YOUR TASKS -
[1] Name the four extra tracks that the article on the Sweatsuit album says are included on the US edition of the compilation.
[2] According to the article on the Sweatsuit album, on what date were the titles Sweat and Suit announced?
[3] Pick up the article on the Sweatsuit album from its final sentence and continue it.

SOURCE TEXT -
________________________
Compilation album by Nelly
- Released: November 22, 2005
- Recorded: 2003–2005
- Genres: Hip hop; R&B;
- Length: 73:41
- Labels: Universal; Derrty; Fo' Reel;

Nelly chronology
| Suit (2004) | Sweatsuit (2005) | Brass Knuckles (2008) |

Alternative cover

= Sweatsuit (album) =

Sweatsuit is a compilation album by American rapper Nelly, released on November 22, 2005. The album consists of tracks from his 2004 simultaneous album releases, Sweat and Suit. The US edition of the compilation also includes four extra tracks, including the single "Grillz" featuring rappers Paul Wall and Ali & Gipp, which reached number one on the Billboard Hot 100 chart; along with The Notorious B.I.G. single "Nasty Girl", "Tired" featuring Avery Storm, and "Fly Away" from the soundtrack of the 2005 film The Longest Yard.

Sweatsuit received positive reviews from critics, for containing the highlights from both Sweat and Suit, praising its material quality. Commercially, the compilation peaked at 26 on the US Billboard 200, and reached the top 40 in Australia and New Zealand. It has been certified gold by the Recording Industry Association of America (RIAA), for shipments of 500,000 copies.

==Background==
While recording material for his third studio album, Nelly originally had the intention of producing one album. Songs were being recorded at a steady pace, with Nelly composing more ideas, to which he established the idea of two albums released simultaneously to house all the tracks. On April 27, 2004, Nelly's representative initially described the upcoming albums as thematically dissimilar, "one is more melodic and party-oriented in the vein of records like "E.I." and "Tip Drill", while the other was described as having a "harder edge". Nelly would release singles accompanied by music videos from both albums. Talking to MTV News, Nelly went on to describe the differences between both albums; their titles of Sweat and Suit were announced on May 27, 2004. He noted Sweat as "more up-tempo" and "energetic", while characterizing Suit as more of "a grown-up and sexy vibe [...] it's more melodic".

==Release==
The compilation was released in the UK on May 6, 2005 and in the US on November 22.
________________________
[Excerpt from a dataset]
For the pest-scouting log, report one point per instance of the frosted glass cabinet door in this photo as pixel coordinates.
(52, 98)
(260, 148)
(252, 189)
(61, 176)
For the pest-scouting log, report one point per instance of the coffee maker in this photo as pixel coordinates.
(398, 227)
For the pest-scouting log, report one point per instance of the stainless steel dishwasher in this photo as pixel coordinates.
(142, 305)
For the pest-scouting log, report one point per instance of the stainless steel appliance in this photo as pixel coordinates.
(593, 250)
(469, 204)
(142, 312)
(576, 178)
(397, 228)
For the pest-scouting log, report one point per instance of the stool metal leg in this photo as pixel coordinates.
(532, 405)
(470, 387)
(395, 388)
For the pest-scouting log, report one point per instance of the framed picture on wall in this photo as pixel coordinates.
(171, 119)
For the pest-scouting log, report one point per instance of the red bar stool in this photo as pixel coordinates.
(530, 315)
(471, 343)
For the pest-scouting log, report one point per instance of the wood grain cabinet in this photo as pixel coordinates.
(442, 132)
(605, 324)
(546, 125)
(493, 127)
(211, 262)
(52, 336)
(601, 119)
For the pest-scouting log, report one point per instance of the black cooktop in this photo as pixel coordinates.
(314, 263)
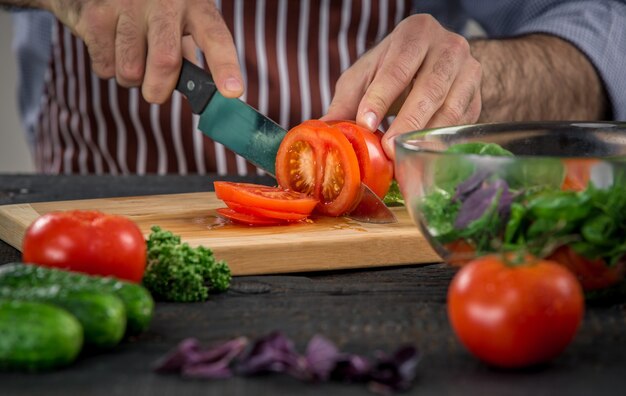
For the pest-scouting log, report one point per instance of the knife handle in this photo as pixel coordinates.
(197, 85)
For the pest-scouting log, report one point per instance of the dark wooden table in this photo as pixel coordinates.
(359, 310)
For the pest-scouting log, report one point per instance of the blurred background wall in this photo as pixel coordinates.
(14, 154)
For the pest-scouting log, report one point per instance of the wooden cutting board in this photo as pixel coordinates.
(323, 244)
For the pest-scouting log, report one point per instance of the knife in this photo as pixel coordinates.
(244, 130)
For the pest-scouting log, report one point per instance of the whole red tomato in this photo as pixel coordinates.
(515, 315)
(87, 241)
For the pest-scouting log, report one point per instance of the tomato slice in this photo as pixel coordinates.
(592, 274)
(319, 161)
(260, 212)
(265, 197)
(248, 219)
(376, 169)
(577, 173)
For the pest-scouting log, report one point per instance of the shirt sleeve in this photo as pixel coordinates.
(597, 28)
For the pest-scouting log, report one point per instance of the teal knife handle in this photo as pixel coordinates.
(197, 85)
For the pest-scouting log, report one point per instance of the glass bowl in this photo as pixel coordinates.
(554, 189)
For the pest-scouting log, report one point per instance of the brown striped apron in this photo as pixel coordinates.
(292, 54)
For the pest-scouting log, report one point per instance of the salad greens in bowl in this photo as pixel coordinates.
(556, 190)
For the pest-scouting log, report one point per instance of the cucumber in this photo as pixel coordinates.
(136, 299)
(37, 336)
(102, 315)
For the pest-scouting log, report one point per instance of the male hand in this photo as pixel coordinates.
(140, 42)
(426, 69)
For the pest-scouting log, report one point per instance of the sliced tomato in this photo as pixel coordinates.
(577, 173)
(319, 161)
(265, 197)
(376, 169)
(248, 219)
(273, 214)
(592, 274)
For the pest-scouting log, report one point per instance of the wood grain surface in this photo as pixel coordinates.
(324, 243)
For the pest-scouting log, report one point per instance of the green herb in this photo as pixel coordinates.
(452, 170)
(178, 272)
(539, 216)
(440, 213)
(394, 196)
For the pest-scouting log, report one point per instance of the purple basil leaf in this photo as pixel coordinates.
(478, 202)
(351, 368)
(187, 350)
(273, 353)
(321, 357)
(395, 372)
(506, 198)
(225, 351)
(464, 189)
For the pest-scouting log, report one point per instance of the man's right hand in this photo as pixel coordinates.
(140, 42)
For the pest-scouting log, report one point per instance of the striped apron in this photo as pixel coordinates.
(291, 52)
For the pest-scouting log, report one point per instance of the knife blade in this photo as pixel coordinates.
(245, 131)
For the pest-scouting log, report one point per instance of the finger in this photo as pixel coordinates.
(406, 50)
(130, 50)
(164, 57)
(97, 29)
(212, 36)
(460, 106)
(189, 49)
(430, 89)
(351, 86)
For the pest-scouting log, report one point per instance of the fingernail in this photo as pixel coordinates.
(232, 84)
(370, 120)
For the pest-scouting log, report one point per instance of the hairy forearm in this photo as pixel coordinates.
(23, 3)
(537, 77)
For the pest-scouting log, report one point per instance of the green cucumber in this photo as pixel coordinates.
(102, 315)
(136, 298)
(37, 336)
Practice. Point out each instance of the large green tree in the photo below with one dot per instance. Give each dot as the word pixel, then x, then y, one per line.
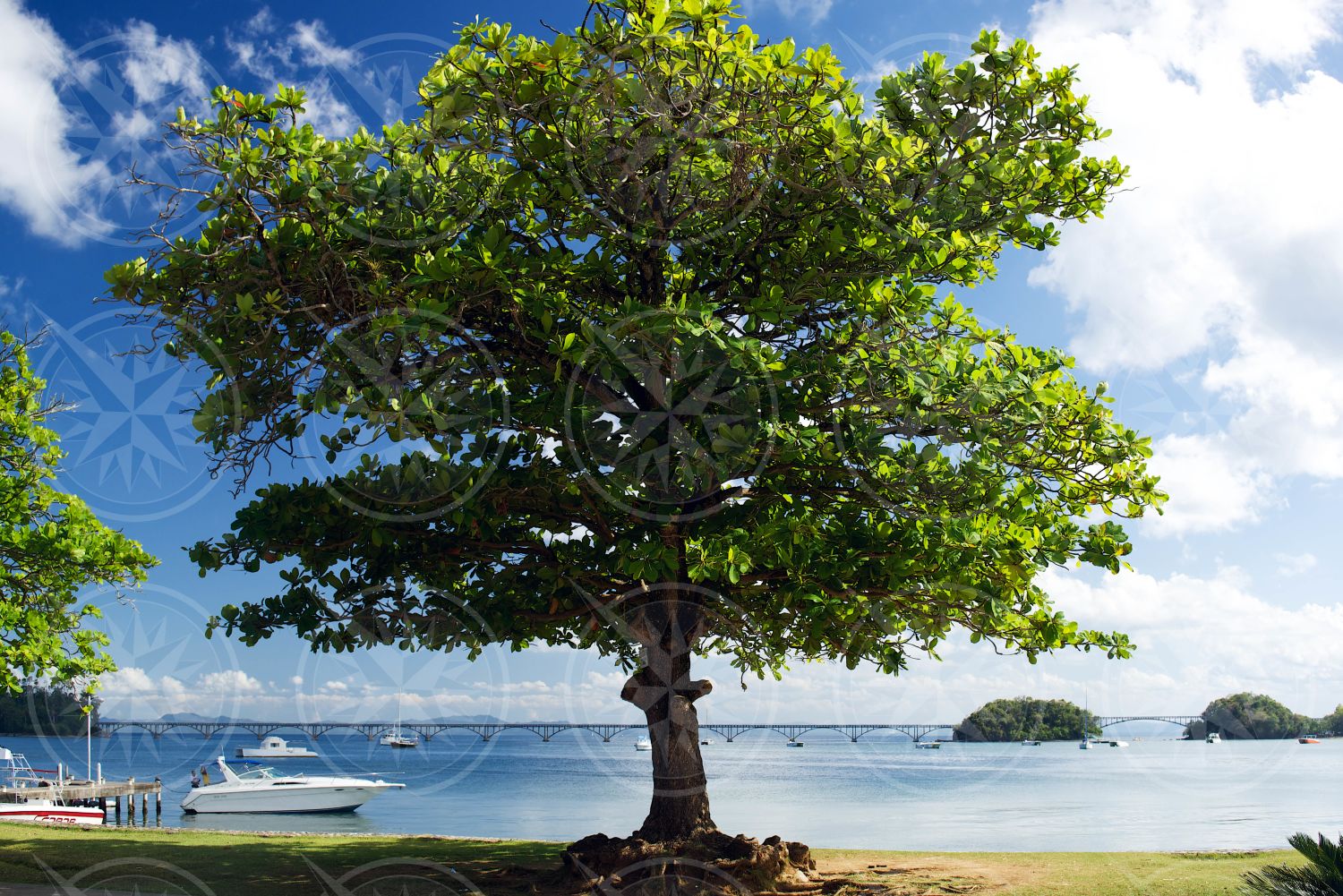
________________________
THE RESPONSES -
[1] "Grillz," "Nasty Girl," "Tired," and "Fly Away."

[2] May 27, 2004.

[3]
==Reception==
===Critical===
AllMusic's Jason Birchmeier saw Sweatsuit as an album that combines the highlights of Sweat and Suit, and one that should have been released initially. Birchmeier went on to criticize the compilation's track sequencing, and described the new songs as "unexceptional." Though he summarized its material as "a solid, well-balanced, smoothly mixed listen," awarding the compilation four out of five stars. RapReviews.com's Steve Juon gave Sweatsuit an eight out of ten. Juon didn't see the new tracks as reason to purchase the compilation; he saw it as discarding material not targeted towards a pop audience, to make the compilation more attractive to new buyers who didn't get either Sweat or Suit. Ultimately, Juon went on to praise Nelly's consistency, confidence and the combination of pop and hip hop within the material.

===Commercial===
Sweatsuit peaked at number 26 on the US Billboard 200 chart, remaining on the chart for twenty-four weeks. The compilation peaked at number 6 and 5 on the Top R&B/Hip-Hop Albums and Top Rap Albums, respectively. It was certified gold by the Recording Industry Association of America (RIAA), for shipments of 500,000 copies. On the Australian Albums Chart, Sweatsuit debuted at number 25, peaking at number 24 on the following week. It remained on the chart for ten weeks before dropping out on the week of August 21, 2005. The compilation peaked at number 36 on the New Zealand Albums Chart, dropping off on the following week. On the UK Albums Chart, it peaked at number 41. It was certified silver by the British Phonographic Industry (BPI).

==Track listing==

Notes
- "My Place" contains a portion of composition from "Isn't It a Shame" by girl group Labelle and Randy DeBarge's 1982 "I Like It". It samples elements of singer Teddy Pendergrass' 1979 single "Come Go with Me".
- "Heart of a Champion" samples John Tesh' 1990 "Roundball Rock".
- "Na-NaNa-Na" samples Tupac Shakur's 1996 "2 of Amerikaz Most Wanted".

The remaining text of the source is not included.